WHAT TO DO:
In the data, extract each line that holds the string "below".

Records contained in a dataset:
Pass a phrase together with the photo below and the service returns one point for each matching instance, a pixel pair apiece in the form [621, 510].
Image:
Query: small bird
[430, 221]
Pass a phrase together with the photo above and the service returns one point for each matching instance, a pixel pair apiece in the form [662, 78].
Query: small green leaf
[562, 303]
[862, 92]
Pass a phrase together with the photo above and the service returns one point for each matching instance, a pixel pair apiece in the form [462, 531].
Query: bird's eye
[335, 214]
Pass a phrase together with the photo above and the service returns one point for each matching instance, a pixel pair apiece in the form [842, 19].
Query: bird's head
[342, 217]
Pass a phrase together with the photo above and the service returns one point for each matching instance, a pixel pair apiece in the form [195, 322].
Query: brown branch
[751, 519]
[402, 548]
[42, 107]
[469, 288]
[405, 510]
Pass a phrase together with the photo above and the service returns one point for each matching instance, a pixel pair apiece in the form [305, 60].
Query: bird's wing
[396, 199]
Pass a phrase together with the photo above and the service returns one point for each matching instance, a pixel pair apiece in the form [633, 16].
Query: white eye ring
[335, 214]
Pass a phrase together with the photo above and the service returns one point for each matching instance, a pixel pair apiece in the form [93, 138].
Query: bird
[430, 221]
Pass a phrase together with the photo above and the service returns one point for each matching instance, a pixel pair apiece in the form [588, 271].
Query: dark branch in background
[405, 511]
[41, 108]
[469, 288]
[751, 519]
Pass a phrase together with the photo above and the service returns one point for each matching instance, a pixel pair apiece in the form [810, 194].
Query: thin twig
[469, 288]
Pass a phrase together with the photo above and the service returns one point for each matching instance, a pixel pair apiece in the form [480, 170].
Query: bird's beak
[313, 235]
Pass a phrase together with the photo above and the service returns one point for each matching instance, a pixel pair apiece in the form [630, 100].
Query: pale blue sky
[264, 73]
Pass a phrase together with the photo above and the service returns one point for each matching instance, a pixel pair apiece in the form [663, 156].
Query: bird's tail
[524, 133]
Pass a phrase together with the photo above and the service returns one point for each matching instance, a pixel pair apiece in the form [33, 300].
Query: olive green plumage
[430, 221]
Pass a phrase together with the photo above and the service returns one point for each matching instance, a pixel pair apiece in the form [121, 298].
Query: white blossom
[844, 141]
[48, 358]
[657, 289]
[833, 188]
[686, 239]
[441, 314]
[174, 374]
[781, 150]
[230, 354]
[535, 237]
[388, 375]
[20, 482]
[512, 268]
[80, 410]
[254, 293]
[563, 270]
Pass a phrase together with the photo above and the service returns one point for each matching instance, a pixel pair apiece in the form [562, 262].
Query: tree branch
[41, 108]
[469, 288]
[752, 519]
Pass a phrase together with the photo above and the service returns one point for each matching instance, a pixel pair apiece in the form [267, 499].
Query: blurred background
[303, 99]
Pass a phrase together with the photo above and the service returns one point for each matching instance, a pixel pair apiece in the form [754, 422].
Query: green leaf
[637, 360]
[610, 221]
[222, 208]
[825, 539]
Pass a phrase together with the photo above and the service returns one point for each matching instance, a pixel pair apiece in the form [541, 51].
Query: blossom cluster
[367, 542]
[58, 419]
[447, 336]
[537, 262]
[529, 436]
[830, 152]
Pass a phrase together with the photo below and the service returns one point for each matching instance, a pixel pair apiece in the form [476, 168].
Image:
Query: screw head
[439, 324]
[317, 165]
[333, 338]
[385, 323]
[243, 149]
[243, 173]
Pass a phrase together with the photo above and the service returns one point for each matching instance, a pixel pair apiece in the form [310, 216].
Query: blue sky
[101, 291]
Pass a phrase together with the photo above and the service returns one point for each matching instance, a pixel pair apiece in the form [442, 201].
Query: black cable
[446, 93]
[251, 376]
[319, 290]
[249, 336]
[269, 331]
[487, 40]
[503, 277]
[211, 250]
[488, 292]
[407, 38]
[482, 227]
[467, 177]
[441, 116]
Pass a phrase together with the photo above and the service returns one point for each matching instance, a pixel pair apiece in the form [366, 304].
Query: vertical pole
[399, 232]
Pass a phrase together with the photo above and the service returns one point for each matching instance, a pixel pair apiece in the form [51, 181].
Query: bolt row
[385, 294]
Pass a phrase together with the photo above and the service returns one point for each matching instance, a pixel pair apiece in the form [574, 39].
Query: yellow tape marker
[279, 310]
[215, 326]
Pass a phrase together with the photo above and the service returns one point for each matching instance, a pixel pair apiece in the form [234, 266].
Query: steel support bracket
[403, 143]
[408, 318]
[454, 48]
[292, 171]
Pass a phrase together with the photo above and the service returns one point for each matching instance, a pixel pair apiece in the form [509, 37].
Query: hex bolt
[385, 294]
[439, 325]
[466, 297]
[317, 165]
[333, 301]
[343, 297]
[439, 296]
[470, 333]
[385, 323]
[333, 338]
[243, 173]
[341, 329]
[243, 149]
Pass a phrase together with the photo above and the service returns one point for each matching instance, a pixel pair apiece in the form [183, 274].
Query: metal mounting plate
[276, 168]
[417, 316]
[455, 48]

YOUR SOLUTION:
Pass a phrase together with the photo below and the service returns one point for each matching instance, a pixel pair apiece in the form [621, 510].
Pass a phrase together with the photo below and the service returns one point for each matching instance, a pixel pair apiece in the form [476, 168].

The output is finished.